**Prompt 1:**
Quote the stretch of the prolactinoma surgery abstract from "D Kojo Hamilton, Mary" through "in these patients.".
**Prompt 2:**
Answer these questions about the prolactinoma surgery abstract:
(a) In which journal and year did the abstract appear?
(b) How many patients were treated by transsphenoidal surgery?
(c) Between which years were these surgeries performed?
**Prompt 3:**
Continue the abstract on surgical outcomes in hyporesponsive prolactinomas from its final sentence.
--- Supplied text Enclosed Below ---
Surgical outcomes in hyporesponsive prolactinomas: analysis of patients with resistance or intolerance to dopamine agonists

D Kojo Hamilton, Mary Lee Vance, Paul T Boulos, Edward R Laws
Pituitary 2005, 8 (1): 53-60

UNLABELLED: Surgery for prolactinoma patients is usually reserved for those who are intolerant of or have an inadequate response to medication. We report the results of surgical treatment in these patients.

METHODS: We retrospectively analyzed a consecutive series of patients with histopathologically confirmed prolactinomas; two patients treated with craniotomy and 77 patients with prolactinomas treated by transsphenoidal surgery between 1993 and 2003. We evaluated symptomatic patients who did not tolerate or did not respond to dopamine agonist therapy (persistent hyperprolactinemia and/or no shrinkage of tumor mass). We report remission rates, prolactin levels, and medications either not tolerated or ineffective.
--- End of Enclosed Supplied text ---
--- Dataset Enclosed Below ---
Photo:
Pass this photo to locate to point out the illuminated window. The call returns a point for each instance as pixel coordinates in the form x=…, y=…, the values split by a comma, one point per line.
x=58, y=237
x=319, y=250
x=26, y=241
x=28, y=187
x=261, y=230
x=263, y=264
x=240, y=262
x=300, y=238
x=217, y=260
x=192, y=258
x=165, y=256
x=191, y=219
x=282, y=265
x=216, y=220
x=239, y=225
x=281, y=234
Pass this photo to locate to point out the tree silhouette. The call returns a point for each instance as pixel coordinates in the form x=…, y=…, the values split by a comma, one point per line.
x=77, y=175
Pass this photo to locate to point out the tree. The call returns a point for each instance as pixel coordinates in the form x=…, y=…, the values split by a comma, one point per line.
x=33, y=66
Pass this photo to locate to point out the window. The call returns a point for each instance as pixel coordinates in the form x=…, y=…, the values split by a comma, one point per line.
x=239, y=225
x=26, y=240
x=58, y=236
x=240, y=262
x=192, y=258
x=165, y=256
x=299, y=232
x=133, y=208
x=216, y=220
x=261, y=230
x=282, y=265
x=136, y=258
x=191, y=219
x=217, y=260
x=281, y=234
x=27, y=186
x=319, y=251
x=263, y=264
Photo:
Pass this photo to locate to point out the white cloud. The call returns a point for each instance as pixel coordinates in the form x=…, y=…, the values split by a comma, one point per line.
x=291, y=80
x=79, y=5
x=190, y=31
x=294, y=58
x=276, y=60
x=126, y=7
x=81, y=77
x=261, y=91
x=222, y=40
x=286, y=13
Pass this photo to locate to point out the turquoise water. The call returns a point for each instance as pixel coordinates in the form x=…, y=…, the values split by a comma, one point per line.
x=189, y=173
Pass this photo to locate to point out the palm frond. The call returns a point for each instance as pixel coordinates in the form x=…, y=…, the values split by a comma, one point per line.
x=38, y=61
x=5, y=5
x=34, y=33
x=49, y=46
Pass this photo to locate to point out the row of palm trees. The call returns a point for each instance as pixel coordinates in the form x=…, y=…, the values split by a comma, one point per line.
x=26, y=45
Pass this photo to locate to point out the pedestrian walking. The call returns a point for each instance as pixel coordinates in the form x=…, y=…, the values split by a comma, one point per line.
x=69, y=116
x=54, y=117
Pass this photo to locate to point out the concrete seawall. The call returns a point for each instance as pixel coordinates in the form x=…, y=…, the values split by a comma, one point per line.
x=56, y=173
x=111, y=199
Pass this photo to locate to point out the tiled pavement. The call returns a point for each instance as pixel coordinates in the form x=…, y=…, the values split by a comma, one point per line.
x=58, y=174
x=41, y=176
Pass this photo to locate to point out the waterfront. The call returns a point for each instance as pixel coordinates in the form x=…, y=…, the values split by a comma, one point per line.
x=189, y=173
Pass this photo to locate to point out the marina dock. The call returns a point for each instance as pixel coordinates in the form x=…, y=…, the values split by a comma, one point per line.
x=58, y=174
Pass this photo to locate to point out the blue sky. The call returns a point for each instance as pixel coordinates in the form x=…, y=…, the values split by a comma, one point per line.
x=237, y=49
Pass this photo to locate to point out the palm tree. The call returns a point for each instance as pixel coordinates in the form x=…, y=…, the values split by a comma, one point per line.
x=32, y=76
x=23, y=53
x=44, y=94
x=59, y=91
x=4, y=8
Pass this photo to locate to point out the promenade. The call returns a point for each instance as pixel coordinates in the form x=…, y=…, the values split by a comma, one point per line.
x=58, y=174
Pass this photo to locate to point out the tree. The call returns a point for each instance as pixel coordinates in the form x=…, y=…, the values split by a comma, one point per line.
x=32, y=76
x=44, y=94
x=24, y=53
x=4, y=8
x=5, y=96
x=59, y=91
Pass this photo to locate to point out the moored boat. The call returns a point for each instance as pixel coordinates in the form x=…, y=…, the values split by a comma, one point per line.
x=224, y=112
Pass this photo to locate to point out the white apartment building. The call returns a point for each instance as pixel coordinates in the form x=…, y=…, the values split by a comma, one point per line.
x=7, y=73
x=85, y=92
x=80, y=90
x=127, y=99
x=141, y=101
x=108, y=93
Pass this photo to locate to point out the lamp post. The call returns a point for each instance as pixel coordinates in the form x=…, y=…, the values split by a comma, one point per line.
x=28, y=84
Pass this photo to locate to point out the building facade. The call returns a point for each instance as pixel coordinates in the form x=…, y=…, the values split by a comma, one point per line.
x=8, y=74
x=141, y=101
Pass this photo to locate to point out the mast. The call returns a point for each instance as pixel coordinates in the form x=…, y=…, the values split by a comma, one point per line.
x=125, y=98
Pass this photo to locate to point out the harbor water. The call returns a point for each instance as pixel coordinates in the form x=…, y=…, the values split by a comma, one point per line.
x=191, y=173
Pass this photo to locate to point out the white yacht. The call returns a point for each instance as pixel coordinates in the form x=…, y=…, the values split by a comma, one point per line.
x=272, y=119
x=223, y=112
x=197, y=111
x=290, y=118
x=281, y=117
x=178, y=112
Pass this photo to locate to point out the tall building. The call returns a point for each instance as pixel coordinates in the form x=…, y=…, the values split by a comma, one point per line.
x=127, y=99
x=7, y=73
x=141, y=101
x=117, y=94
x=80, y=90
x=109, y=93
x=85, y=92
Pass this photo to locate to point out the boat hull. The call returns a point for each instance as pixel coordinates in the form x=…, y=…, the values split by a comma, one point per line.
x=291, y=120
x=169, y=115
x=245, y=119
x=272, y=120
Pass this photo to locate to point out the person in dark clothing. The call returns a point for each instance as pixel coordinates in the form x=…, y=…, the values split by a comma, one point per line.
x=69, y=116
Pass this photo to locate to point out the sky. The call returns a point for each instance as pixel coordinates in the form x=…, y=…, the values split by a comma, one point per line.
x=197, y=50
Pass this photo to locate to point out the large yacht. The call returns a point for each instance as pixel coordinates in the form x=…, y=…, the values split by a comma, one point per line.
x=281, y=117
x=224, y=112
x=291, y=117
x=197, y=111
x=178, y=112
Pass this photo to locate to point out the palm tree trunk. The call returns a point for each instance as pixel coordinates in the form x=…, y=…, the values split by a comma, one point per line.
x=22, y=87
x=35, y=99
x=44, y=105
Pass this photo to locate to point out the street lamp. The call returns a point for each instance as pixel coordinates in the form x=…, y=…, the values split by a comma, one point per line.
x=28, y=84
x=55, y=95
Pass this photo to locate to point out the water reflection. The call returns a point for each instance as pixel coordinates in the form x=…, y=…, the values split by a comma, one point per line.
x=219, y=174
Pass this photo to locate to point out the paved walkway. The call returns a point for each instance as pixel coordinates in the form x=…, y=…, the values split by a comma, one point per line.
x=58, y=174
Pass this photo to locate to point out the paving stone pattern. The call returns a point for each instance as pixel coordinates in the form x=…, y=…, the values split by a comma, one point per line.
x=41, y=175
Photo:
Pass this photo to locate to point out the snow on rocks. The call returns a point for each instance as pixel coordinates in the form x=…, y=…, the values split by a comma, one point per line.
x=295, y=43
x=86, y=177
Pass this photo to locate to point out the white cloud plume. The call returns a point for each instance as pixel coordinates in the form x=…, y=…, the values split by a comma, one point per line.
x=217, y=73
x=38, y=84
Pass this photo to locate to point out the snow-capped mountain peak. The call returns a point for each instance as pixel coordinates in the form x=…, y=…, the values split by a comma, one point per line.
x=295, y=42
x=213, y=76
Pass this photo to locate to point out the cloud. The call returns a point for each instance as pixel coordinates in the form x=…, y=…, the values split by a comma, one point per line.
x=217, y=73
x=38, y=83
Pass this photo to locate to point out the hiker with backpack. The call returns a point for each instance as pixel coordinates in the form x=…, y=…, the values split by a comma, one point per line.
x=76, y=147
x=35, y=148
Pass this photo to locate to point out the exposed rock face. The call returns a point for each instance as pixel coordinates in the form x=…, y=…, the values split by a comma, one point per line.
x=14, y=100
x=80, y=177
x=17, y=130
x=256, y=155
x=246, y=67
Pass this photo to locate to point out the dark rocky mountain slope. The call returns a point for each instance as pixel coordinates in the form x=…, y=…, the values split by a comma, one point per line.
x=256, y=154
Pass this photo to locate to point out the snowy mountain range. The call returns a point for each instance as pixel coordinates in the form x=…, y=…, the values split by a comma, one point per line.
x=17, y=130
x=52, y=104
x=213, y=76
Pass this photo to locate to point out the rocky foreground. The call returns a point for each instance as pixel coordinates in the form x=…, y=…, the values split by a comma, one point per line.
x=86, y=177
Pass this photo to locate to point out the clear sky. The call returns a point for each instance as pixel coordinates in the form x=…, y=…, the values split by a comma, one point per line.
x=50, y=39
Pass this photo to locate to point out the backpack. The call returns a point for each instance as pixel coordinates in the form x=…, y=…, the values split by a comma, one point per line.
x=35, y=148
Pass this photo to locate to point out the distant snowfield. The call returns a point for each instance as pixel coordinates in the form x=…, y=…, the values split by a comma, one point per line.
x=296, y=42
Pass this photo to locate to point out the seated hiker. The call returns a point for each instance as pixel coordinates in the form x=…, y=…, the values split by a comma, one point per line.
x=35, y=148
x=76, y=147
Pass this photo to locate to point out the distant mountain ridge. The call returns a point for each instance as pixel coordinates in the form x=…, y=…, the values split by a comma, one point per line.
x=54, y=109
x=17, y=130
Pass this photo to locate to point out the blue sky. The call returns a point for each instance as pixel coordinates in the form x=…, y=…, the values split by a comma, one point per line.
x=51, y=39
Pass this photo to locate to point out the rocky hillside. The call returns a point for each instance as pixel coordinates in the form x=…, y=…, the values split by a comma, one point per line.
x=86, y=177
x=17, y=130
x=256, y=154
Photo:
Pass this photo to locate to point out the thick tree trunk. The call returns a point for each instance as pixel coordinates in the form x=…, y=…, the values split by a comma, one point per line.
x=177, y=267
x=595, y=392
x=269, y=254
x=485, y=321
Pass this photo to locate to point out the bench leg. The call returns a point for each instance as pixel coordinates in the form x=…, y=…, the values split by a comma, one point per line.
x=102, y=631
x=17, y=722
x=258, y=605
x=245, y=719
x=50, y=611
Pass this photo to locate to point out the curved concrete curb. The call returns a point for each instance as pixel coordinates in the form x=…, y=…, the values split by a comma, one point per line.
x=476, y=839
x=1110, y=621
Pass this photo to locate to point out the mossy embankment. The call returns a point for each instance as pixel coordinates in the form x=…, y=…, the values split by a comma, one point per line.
--- End of Enclosed Dataset ---
**Answer area 1:**
D Kojo Hamilton, Mary Lee Vance, Paul T Boulos, Edward R Laws
Pituitary 2005, 8 (1): 53-60

UNLABELLED: Surgery for prolactinoma patients is usually reserved for those who are intolerant of or have an inadequate response to medication. We report the results of surgical treatment in these patients.

**Answer area 2:**
(a) Pituitary, 2005
(b) 77
(c) Between 1993 and 2003

**Answer area 3:**
RESULTS: Eighteen patients were intolerant of medical therapy (nine with macroadenomas and nine with microadenomas). Postoperatively, 12 patients (67%) achieved normalization of prolactin and relief of symptoms from surgery alone. Sixty-one patients were resistant to dopamine agonist therapy (45 with macroadenomas and 16 with microadenomas). Forty-six patients had both elevated prolactin levels and no shrinkage. 22 patients (36%) achieved normal postoperative prolactin levels. Ten of the remaining 39 patients required adjunctive medical therapy to maintain normal prolactin levels and relief of symptoms.

CONCLUSIONS: Remission through surgery was achieved in 67% (12 of 18 patients, 4 macroadenomas and 8 microadenomas) of prolactinoma patients who fail medical therapy with dopamine agonists because of intolerance to medication. Remission was also achieved in 36% (22 of 61 patients, 12 macroadenomas and 10 microadenomas) of patients who demonstrated resistance to dopamine agonist medication.